:: ページ抜粋 ::

モンキー的2023年映画ベストテン
いつも読んでいただきありがとうございます。
管理人のモンキーです。
この記事を持ちまして、当ブログ「モンキー的映画のススメ」は丸9年を迎える形となりました。
満9歳です。
今年はせっかく観賞したのに、ちょいちょい手を抜いてブログに書かない失態を犯してしまいましたが、来年10周年を迎えることもあり、そうしたことのないように心がけたいと思っております。
そんなことを頭の片隅で考えながらも、思ったことを正直に、情熱かつ冷静に、これからも感想を述べていきたいと思います。
さて、今年も恒例の年間ベストを決めました。
満足度の高かった作品、劇場や自宅での鑑賞回数、依存度などなど、あらゆる角度から吟味し、当初の満足度に加点して順番をつけてみました。
要するに好きな映画順ですw
あくまで私自身のベストですので、どうか冷ややかな視線でなく、温かな目で参考程度に覗いてもらえればと思います。
ちなみに2023年の上半期ベストはこちら。
2023年鑑賞した新作映画の本数は、121本!!
話題作は網羅したものの、昨年から引き続き配信系を抑えての新作観賞だったため、例年より比較的少ない本数となりました。
また今年は映画仲間から薦められた過去の映画を多数鑑賞したこともあり、そちらに時間を割いた次第です。
それでは発表です!!
ランキング発表
- ブルー・ジャイアント
- 枯れ葉
- AIR/エア
- フェイブルマンズ
- 春画先生
- CLOSE/クロース
- トリとロキタ
- ザ・フラッシュ
- TAR/ター
- ダンジョンズ&ドラゴンズ
となりましたぁ!!
モンキー的2023年映画の総括
個人的な変化の年。
今年は新作以外にも旧作を自宅でたくさん観賞した年でした。
これまで人から薦められた映画を観る習慣を持っておらず、頑なに「自分が見たい映画」ばかりを追求してきたわけですが、どういう心境の変化か映画仲間からのおススメ映画を「まずは見てみよう」というスタンスを持つようになりました。
その結果もあってか、それまで全く振り向きもしなかったアキ・カウリスマキ監督映画に触れる機会を経て、年末に「枯れ葉」を見て感銘を受けたわけであります。

:::

**目標**
2023年映画ベストテンの記事を、最後の文の次から書き進めてください。 このあとのデータは、上の2023年映画ベストテンの記事とは関係がありません。

:: 与えられた情報 ::

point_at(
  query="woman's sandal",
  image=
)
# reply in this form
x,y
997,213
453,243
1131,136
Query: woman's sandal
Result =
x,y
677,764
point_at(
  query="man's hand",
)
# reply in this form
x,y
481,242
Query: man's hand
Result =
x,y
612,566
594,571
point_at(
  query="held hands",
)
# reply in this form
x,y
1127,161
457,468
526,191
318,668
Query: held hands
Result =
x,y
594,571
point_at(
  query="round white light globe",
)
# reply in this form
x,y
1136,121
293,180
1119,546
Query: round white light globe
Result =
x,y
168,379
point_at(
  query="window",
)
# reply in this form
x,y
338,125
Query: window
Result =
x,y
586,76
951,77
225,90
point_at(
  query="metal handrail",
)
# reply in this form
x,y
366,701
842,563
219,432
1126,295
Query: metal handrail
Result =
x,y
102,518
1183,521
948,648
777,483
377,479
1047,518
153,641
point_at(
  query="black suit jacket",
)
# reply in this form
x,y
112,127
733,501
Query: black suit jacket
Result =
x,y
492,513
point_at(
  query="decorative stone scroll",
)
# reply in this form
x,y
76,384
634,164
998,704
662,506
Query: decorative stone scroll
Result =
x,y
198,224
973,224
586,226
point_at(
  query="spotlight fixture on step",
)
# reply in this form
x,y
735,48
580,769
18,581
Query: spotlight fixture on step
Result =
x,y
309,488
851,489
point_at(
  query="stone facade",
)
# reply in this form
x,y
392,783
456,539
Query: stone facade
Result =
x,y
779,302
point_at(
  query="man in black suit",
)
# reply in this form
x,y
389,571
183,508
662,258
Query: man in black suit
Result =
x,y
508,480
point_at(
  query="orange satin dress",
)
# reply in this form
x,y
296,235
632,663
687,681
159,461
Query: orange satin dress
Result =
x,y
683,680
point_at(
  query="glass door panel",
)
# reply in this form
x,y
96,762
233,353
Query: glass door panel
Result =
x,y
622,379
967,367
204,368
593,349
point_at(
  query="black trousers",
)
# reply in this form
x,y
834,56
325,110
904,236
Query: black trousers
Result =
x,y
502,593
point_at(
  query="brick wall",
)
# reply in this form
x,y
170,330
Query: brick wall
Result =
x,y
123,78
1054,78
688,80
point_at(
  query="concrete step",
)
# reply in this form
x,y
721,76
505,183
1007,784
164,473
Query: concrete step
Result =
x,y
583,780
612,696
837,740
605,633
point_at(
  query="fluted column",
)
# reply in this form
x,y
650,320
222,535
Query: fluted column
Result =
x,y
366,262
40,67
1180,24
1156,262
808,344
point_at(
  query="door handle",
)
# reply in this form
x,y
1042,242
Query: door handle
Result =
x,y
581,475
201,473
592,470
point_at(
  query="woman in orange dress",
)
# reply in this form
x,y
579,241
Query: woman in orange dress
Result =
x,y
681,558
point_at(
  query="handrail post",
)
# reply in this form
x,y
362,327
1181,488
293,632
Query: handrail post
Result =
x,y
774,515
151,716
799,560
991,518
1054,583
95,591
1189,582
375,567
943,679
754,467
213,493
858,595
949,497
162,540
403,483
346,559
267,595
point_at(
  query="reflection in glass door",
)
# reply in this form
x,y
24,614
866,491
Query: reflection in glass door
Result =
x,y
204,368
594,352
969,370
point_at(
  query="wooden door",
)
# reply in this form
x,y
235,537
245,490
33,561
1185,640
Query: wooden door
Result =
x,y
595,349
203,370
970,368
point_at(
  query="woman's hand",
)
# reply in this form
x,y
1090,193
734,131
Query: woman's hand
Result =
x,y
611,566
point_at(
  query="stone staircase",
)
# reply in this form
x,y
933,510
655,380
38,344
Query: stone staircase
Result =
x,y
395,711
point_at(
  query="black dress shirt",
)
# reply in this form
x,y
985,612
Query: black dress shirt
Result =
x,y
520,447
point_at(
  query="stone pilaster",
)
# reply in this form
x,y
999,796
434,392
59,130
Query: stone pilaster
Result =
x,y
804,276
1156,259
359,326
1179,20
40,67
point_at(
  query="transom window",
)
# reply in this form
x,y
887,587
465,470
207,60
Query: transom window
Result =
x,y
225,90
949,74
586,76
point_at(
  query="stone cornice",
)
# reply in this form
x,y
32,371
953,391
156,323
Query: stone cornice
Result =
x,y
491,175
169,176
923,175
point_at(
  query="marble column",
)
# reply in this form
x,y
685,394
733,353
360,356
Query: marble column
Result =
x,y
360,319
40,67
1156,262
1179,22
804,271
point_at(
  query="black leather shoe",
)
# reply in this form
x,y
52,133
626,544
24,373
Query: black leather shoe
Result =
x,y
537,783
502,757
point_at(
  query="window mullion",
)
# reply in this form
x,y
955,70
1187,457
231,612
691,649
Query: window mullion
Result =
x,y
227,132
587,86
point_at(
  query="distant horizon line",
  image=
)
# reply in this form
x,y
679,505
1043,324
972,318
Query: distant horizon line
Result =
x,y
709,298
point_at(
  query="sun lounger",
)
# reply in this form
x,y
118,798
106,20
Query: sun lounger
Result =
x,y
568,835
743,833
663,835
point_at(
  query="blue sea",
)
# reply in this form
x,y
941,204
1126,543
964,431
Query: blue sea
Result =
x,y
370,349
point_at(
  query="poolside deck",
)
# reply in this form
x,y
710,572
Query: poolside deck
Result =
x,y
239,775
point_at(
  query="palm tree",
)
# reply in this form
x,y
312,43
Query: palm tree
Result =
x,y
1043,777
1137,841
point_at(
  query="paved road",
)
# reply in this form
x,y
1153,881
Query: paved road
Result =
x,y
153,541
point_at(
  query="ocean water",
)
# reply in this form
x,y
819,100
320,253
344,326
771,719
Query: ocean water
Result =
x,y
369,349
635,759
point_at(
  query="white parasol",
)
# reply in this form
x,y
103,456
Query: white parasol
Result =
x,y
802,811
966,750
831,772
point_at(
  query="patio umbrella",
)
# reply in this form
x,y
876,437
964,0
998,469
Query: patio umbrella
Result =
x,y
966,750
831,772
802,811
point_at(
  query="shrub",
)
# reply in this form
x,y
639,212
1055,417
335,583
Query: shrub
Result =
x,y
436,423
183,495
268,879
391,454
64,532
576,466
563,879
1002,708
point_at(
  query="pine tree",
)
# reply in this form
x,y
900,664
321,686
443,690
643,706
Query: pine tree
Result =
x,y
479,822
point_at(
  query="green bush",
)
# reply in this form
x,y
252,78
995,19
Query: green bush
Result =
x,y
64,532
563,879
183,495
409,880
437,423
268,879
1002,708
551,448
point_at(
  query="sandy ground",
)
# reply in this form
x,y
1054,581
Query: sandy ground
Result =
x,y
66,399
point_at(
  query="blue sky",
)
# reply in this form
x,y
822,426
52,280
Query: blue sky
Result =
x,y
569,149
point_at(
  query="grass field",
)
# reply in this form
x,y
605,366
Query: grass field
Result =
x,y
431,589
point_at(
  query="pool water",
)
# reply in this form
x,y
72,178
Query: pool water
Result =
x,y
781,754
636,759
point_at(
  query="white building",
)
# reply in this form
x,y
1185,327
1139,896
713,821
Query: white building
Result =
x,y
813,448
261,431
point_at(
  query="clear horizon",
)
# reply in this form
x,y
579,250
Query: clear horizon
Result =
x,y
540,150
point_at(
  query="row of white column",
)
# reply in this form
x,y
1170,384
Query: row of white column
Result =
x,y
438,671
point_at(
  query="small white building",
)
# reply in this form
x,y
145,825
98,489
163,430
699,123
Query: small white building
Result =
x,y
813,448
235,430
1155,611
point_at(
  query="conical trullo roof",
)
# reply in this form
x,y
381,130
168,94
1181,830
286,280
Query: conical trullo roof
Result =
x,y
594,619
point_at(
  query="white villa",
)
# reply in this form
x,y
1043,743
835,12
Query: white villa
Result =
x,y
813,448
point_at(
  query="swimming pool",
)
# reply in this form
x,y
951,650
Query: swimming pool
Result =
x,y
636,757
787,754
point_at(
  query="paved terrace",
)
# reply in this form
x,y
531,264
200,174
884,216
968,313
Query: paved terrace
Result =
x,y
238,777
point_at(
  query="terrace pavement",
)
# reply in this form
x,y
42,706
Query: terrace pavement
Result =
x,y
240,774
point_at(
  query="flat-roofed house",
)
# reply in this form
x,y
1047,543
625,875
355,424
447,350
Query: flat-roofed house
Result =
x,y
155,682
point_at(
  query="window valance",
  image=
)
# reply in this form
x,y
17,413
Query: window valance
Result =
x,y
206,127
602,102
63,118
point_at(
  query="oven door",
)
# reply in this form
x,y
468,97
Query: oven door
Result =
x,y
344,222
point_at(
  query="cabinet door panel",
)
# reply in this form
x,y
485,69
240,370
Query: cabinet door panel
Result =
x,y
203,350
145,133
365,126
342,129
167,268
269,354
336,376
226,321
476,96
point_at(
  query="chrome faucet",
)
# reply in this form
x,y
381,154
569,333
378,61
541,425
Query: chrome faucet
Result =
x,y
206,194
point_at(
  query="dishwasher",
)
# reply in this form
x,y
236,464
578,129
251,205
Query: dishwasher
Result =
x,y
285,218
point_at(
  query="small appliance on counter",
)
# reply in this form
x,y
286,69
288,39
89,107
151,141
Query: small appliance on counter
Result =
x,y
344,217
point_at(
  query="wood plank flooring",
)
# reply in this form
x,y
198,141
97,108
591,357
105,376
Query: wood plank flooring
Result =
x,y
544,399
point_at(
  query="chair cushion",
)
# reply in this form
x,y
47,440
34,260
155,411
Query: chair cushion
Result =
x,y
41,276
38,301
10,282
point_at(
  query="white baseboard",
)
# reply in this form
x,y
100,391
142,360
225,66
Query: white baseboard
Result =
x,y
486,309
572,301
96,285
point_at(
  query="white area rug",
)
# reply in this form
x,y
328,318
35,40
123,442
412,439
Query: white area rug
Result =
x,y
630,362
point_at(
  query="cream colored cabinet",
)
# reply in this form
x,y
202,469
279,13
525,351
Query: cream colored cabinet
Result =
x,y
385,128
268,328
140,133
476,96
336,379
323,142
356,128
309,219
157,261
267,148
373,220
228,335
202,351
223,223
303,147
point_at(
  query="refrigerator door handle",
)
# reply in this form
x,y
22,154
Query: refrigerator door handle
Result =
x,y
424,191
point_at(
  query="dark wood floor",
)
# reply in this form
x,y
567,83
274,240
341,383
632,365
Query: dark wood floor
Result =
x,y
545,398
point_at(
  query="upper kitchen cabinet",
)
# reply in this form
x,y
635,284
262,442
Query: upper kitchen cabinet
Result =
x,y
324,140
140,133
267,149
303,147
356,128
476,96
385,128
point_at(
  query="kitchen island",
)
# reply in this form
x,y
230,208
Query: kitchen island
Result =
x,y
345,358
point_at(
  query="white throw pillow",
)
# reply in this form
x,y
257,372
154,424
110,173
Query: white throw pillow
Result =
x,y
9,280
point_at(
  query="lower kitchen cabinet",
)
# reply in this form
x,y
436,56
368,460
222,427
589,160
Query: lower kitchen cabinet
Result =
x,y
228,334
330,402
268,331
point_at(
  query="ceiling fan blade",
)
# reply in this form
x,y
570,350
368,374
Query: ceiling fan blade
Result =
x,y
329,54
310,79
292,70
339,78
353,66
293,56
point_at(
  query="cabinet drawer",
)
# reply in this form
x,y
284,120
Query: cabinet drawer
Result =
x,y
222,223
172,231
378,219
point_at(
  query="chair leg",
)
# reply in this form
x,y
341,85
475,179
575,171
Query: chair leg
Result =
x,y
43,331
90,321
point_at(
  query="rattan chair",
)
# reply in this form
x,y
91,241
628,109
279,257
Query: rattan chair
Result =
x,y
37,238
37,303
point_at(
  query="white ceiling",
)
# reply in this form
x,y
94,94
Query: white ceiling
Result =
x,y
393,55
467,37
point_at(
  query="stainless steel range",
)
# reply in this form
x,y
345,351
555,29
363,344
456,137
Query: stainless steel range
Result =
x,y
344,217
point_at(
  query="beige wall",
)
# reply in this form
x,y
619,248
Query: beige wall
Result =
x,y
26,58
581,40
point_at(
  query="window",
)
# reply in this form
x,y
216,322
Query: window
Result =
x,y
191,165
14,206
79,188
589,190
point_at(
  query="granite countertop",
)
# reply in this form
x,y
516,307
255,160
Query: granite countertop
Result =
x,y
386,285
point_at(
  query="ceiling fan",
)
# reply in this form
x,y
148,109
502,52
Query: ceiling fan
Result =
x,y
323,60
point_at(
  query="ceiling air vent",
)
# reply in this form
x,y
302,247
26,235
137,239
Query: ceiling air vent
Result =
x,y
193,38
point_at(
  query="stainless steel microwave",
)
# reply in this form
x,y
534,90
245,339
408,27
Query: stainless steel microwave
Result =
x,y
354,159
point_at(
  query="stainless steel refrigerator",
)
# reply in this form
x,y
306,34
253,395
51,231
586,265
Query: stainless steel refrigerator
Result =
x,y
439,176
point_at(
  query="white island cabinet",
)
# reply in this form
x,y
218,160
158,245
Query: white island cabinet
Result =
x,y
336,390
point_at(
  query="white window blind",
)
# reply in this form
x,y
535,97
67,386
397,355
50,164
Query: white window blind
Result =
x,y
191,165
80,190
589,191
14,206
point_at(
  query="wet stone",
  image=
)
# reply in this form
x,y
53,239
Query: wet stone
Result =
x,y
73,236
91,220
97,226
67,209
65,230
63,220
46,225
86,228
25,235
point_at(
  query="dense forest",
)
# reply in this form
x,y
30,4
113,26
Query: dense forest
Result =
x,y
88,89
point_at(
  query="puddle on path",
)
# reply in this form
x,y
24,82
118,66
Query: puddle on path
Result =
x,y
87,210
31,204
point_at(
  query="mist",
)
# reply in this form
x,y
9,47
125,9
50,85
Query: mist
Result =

:::

**課題への回答**
もちろん作品の中身や既に「枯れ葉」と化した自身の現状に深く刺さったわけですが、自分が他人のおすすめ映画を受け入れた心境の変化がなければ、このような結果は生まれなかった、出会うことはなかったということ。
そういう意味では「感謝」しかない1年だったように思えます。
さて、僕の年ベスに関してですが、今年はコロナ明け元年と位置付けられた年でもあったように、様々な娯楽大作がひしめいた「楽しい」年でした。
特に5月公開の「ガーディアンズ・オブ・ギャラクシーVol.3」から8月にかけて、ハリウッドメジャー大作が毎週の如く公開した時期は、この一年の中で一番週末が待ち遠しかったですね。
ただその期待とは裏腹に、内容が伴っていなかったと感じたのも事実。
「ワイルドスピード」や「インディ・ジョーンズ」にしろ「ミッション・インポッシブル」にしろ個人的には正直厳しかった部分が多かった作品たちでしたね。
また「バービー」や「リトルマーメイド」といった辺りも、「その程度か」と落胆したこともあり、これまで夢中になっていたハリウッドメジャー大作は、僕の中にある一定のラインを越えられない作品群になってしまったのかもしれません。
その反発もあってなのか、ヨーロッパ映画が3作ランクインする事態に。
これまで全く見向きもしなかった(厳密には何作か見てるけど)ヨーロッパ系の作品が、1作ならまだしも3作も入るとは。
ちなみにダルデンヌ兄弟はランクインすることが多かったのですが、前作があまりよくなく今回もそこまでの期待値はありませんでした。
しかしそこは巨匠。見たら移民問題にめちゃめちゃ怒ってるじゃないですか。
救いの無さで締めるのが監督らしくないんですけど、そこがよかったなと。
また「CLOSE/クロース」も非常に良かった。
バレリーナを目指すトランスジェンダーの少年を描いた「Girl/ガール」を見て臨んだのですが、それよりもはるかに効果的な演出で少年の心の機微を映し出してたんですよね。
もうね、主人公同様、俺もずっと苦しかった…。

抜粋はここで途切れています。